#### Problem statement:
Where an entry contains an image, skip the image and print the rest exactly.

#### The records:
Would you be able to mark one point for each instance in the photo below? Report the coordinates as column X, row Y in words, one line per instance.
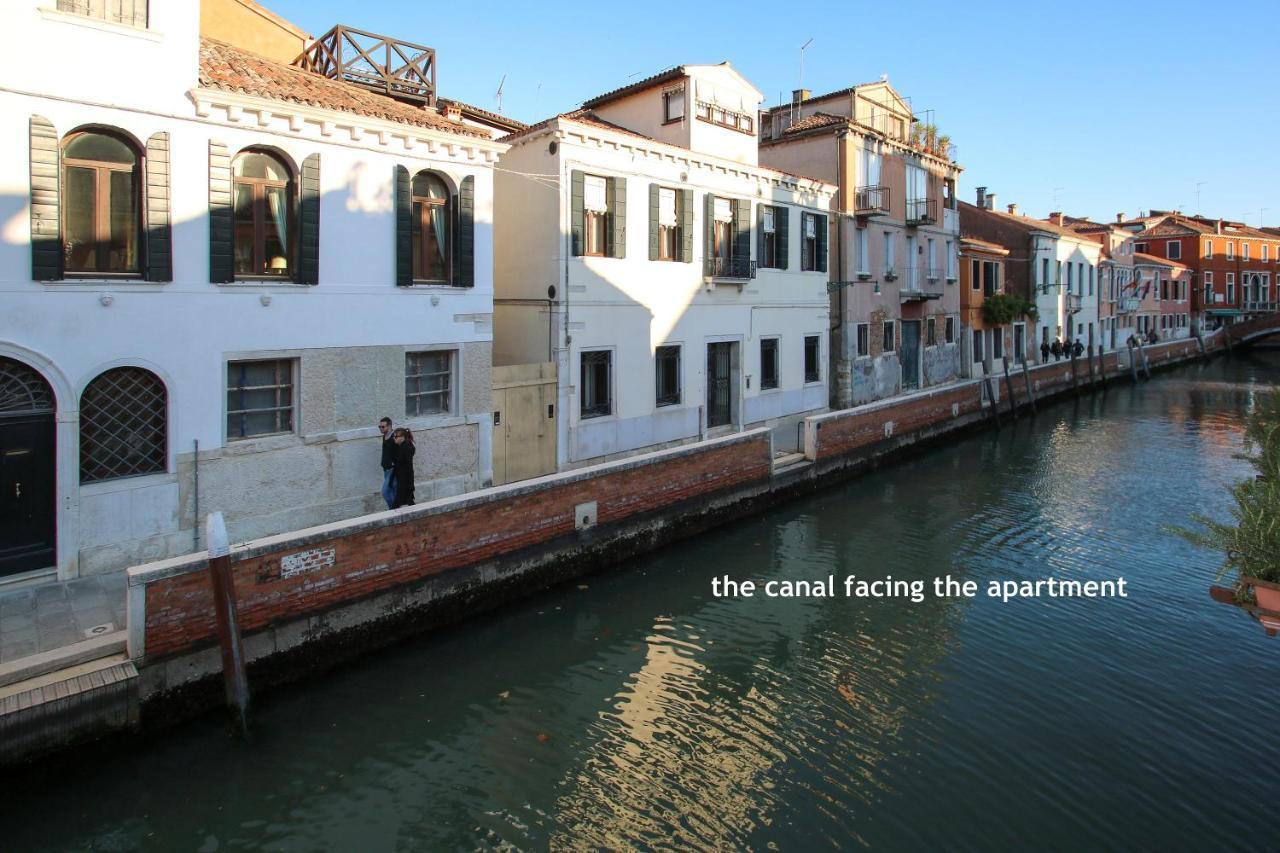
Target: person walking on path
column 384, row 427
column 403, row 468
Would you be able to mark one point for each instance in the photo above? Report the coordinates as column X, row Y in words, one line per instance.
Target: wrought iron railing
column 872, row 200
column 398, row 68
column 922, row 211
column 728, row 268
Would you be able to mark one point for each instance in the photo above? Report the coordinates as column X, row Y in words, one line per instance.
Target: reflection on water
column 635, row 708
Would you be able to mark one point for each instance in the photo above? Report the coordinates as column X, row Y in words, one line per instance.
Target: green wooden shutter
column 743, row 231
column 780, row 224
column 616, row 190
column 653, row 222
column 403, row 228
column 686, row 226
column 222, row 264
column 577, row 220
column 159, row 235
column 465, row 235
column 821, row 227
column 46, row 242
column 309, row 223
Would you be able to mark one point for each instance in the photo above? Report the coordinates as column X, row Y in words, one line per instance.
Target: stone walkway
column 40, row 619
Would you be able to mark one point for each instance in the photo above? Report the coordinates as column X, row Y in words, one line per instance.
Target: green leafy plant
column 1251, row 539
column 1002, row 309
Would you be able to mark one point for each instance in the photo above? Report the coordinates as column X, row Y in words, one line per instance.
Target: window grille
column 123, row 425
column 428, row 383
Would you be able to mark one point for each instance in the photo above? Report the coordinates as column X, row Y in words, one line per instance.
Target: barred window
column 132, row 13
column 123, row 425
column 428, row 383
column 259, row 398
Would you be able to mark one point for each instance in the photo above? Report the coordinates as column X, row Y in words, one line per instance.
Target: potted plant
column 1251, row 541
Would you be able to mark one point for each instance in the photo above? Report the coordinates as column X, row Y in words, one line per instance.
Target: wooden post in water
column 1027, row 381
column 228, row 626
column 1009, row 387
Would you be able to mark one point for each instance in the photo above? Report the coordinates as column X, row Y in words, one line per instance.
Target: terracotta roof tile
column 232, row 69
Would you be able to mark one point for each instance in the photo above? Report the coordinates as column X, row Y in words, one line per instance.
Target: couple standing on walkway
column 397, row 464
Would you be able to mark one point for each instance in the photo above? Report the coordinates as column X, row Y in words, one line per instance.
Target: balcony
column 731, row 268
column 872, row 201
column 388, row 65
column 922, row 211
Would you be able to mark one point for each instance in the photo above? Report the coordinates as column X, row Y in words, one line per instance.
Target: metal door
column 720, row 384
column 910, row 354
column 27, row 468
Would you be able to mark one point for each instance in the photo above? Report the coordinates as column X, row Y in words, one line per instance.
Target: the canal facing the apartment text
column 635, row 707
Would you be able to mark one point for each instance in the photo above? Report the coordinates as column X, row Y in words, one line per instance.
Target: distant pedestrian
column 403, row 468
column 384, row 428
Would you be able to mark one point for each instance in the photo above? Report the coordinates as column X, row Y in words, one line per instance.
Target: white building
column 679, row 287
column 202, row 245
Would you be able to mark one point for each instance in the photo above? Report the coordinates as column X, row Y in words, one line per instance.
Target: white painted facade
column 631, row 305
column 347, row 334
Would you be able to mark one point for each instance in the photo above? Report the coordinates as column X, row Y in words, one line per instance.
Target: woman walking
column 403, row 468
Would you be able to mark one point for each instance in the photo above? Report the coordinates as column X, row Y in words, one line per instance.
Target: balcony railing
column 739, row 268
column 872, row 200
column 922, row 211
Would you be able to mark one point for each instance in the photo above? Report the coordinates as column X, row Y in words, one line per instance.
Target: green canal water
column 635, row 708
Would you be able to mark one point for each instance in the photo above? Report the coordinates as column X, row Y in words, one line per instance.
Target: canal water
column 635, row 708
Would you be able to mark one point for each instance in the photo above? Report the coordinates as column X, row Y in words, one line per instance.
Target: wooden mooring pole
column 228, row 625
column 1027, row 381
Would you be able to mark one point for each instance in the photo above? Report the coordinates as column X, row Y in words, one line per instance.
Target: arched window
column 101, row 210
column 123, row 425
column 432, row 228
column 264, row 208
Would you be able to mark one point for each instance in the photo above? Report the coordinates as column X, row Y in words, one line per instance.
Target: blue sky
column 1092, row 108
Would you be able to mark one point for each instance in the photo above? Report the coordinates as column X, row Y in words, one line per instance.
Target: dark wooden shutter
column 309, row 223
column 708, row 227
column 222, row 263
column 159, row 231
column 743, row 229
column 616, row 196
column 465, row 235
column 784, row 238
column 653, row 222
column 686, row 226
column 46, row 242
column 577, row 201
column 821, row 227
column 403, row 228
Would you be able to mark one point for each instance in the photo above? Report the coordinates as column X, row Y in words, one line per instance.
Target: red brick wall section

#### Your response:
Would you be able to mark one point for each instance in the photo below? Report the coordinates as column X, row Y in words, one line per instance.
Target: person walking on path
column 384, row 427
column 403, row 468
Would you be able to mark one point for each instance in the photo above? Report the coordinates as column X, row Y in words, one line per instance.
Target: wrought iron railing
column 872, row 200
column 398, row 68
column 922, row 211
column 728, row 268
Would you be able to mark one point for each instance in the photo above? Report the coordinates as column X, row Y in words, one line per instance.
Target: reflection on water
column 635, row 708
Would you be able to mark one point for each instance in the photo above? Report the coordinates as column X, row Y in words, one line per instance.
Target: green wooden shutter
column 743, row 231
column 780, row 224
column 616, row 190
column 653, row 222
column 403, row 228
column 686, row 226
column 222, row 264
column 577, row 220
column 159, row 235
column 465, row 235
column 821, row 227
column 46, row 242
column 309, row 223
Would you be able to mark one point for each instance in the photo above? Report the coordinates as column X, row Y in words, one line per instance.
Target: stone walkway
column 40, row 619
Would you be able to mark one point for each instance in the photo above? Report the coordinates as column X, row Y in words, one line per instance.
Target: green leafy plant
column 1251, row 539
column 1002, row 309
Would you be able to mark one point for each instance in the photo above? Report the coordinates as column X, row Y in words, one line per instance.
Target: window grille
column 123, row 425
column 428, row 383
Would you be able to mark one point for each instance in the photo above? Report the coordinates as column X, row Y in words, one line per instance.
Target: barred window
column 132, row 13
column 123, row 425
column 428, row 383
column 259, row 398
Would you be able to mark one point for each instance in the photo above? Report the coordinates as column X, row Y in words, one line per instance.
Target: potted plant
column 1251, row 541
Would you be able to mark one point for each instance in the photo above? Report the coordinates as column X, row Y in words, one line per instance.
Target: wooden post in water
column 1027, row 381
column 228, row 626
column 1009, row 387
Would you be able to mark one point for each instance in the photo above? Report the coordinates as column X, row Y in words, one line per instance.
Target: terracotta roof tile
column 232, row 69
Would you be able to mark one point for each instance in the photo above? Report the coordinates as column X, row Y in words, one line per instance.
Target: couple standing on walkway
column 397, row 464
Would you be able to mark one point for each instance in the photo above? Report the coordinates as column X, row Y in words, one line per instance.
Target: balcony
column 731, row 268
column 872, row 201
column 388, row 65
column 922, row 211
Would you be able to mark one point for each instance in the photo above? Report the coordinates as column X, row Y in words, one line per instance.
Target: metal door
column 720, row 384
column 910, row 354
column 27, row 468
Would you be able to mark one point for each instance in the photo above? Report the coordinates as column X, row Y in words, one line per instance.
Target: the canal facing the apartment text
column 635, row 707
Would you be able to mark one point for each instance in the photo above? Report the coordinates as column X, row Y in words, one line per instance.
Target: distant pedestrian
column 403, row 468
column 384, row 428
Would you be able to mark one point for each instance in the photo above? Report the coordinates as column X, row Y in words, one line per instance.
Target: white building
column 679, row 287
column 202, row 245
Would you be able to mark one point for each instance in the photo above? Report the coordinates as column X, row Y in words, one line per instance.
Target: white painted facade
column 631, row 305
column 347, row 334
Would you be able to mark one point for each instance in the photo above? Report the coordinates as column X, row Y in words, one line per instance.
Target: woman walking
column 403, row 468
Would you be able to mark one point for each instance in the photo above? Report the coordinates as column X, row Y in words, one line per instance.
Target: balcony railing
column 739, row 268
column 872, row 200
column 922, row 211
Would you be able to mark one point for each instance in the photo above? Report the coordinates as column X, row Y in words, one line per instance.
Target: green canal water
column 635, row 708
Would you be able to mark one point for each instance in the photo above? Report the coordinates as column X, row Y in words, one line per instance.
Target: canal water
column 635, row 708
Would you be able to mark one point for each instance in the photo above? Report the coordinates as column X, row Y in words, one line per instance.
Target: wooden mooring pole
column 228, row 625
column 1027, row 381
Would you be able to mark one point for each instance in the photo above? Report the coordinates as column X, row Y in words, one line per instance.
Target: arched window
column 101, row 210
column 123, row 425
column 432, row 228
column 264, row 208
Would you be able to mark one point for each instance in the photo above? Report the coordinates as column X, row Y in words, one line per instance.
Target: blue sky
column 1092, row 108
Would you be able to mark one point for each instance in the photo above? Report the coordinates as column X, row Y in words, one line per instance.
Target: dark wooden shutter
column 309, row 223
column 708, row 227
column 222, row 263
column 159, row 231
column 743, row 229
column 616, row 196
column 465, row 235
column 784, row 238
column 653, row 222
column 686, row 226
column 46, row 242
column 577, row 201
column 821, row 227
column 403, row 228
Would you be able to mark one point for each instance in the photo above? Report the coordinates as column X, row Y in words, one line per instance.
Target: red brick wall section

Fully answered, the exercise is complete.